**** Document text

Machina Labs CEO Edward Mehr on AI-powered sheet metal forming, defense contracts, and the Golden Dome opportunity
Apr 21, 2025 with Edward Mehr
Key Points
- Machina Labs eliminates expensive dies in sheet metal forming by using AI-powered robots to push and pull metal into shape, compressing design-to-part timelines from seven years to hours and undercutting $1 million tooling costs.
- The company already manufactures missile body components for defense primes and can form titanium at room temperature without tearing, a capability essential for hypersonic interceptors in the Golden Dome missile defense program.
- Nvidia-backed Machina frames its system as a platform to add bending, hemming, and forging operations over time, protecting margins as the core sheet metal process commoditizes.

********
**** Data supplied

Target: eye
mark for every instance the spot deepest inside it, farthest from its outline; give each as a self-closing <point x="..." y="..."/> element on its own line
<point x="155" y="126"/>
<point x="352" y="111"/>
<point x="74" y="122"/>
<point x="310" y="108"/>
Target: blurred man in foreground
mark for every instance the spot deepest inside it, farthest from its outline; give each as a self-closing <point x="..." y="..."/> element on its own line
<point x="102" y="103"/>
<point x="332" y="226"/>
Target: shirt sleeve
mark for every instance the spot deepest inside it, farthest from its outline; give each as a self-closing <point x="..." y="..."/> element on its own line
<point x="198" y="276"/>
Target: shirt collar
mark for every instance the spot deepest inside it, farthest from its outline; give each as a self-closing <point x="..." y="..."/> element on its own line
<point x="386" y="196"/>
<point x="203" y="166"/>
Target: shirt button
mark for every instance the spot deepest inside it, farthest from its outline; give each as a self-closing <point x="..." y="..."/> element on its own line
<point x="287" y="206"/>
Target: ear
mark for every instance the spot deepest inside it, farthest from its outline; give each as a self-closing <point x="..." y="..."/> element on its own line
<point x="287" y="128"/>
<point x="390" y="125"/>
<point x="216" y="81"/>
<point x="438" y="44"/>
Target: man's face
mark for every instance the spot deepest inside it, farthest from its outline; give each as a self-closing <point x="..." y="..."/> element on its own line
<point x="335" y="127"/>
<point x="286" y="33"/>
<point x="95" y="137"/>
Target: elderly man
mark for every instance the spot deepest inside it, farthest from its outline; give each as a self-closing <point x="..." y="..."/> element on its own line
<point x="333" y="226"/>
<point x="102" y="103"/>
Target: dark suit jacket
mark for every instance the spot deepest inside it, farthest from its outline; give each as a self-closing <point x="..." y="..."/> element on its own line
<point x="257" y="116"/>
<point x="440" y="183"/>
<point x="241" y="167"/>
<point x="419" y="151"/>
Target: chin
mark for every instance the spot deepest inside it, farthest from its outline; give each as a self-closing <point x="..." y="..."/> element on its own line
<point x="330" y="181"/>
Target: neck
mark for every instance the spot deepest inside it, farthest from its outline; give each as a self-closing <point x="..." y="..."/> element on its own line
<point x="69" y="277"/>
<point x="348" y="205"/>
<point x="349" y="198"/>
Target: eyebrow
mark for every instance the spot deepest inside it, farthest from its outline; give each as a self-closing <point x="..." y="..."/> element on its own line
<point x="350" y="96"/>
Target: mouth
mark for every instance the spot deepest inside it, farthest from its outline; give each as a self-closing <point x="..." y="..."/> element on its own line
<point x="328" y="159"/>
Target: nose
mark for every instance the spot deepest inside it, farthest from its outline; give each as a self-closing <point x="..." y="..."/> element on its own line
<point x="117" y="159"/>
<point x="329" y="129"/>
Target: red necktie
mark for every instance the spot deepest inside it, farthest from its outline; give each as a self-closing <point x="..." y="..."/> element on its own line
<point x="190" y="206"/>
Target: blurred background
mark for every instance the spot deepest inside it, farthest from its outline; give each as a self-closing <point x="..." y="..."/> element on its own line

********

Study questions:
1. Which operations does the Machina Labs summary say the company plans to add to its platform over time?
2. Extend the Machina Labs summary beyond its last key point.

Answers to each task:
1. bending, hemming, forging

2.
Summary
Machina Labs is building what CEO Edward Mehr calls a "robotic craftsman" — an AI-powered system that can form, trim, and inspect complex metal parts without purpose-built tooling. The company's first application is sheet metal forming, a $280 billion industry where conventional production requires expensive dies, four-story stamping presses, and development timelines of seven to nine years. Machina's two-robot system uses large mechanical fingers to push and pull flat metal sheets into complex shapes — no dies required — compressing the time from design to first part down to hours.
The die elimination is the core commercial argument. A single die for a car door can cost up to $1 million. By removing that capital requirement entirely, Machina can offer faster turnaround at comparable cost and still capture higher margins. Mehr is candid that those margins will compress over time as the process matures, which is why the company is framing the robot as a platform — adding bending, hemming, and forging operations over time to stay ahead of margin erosion.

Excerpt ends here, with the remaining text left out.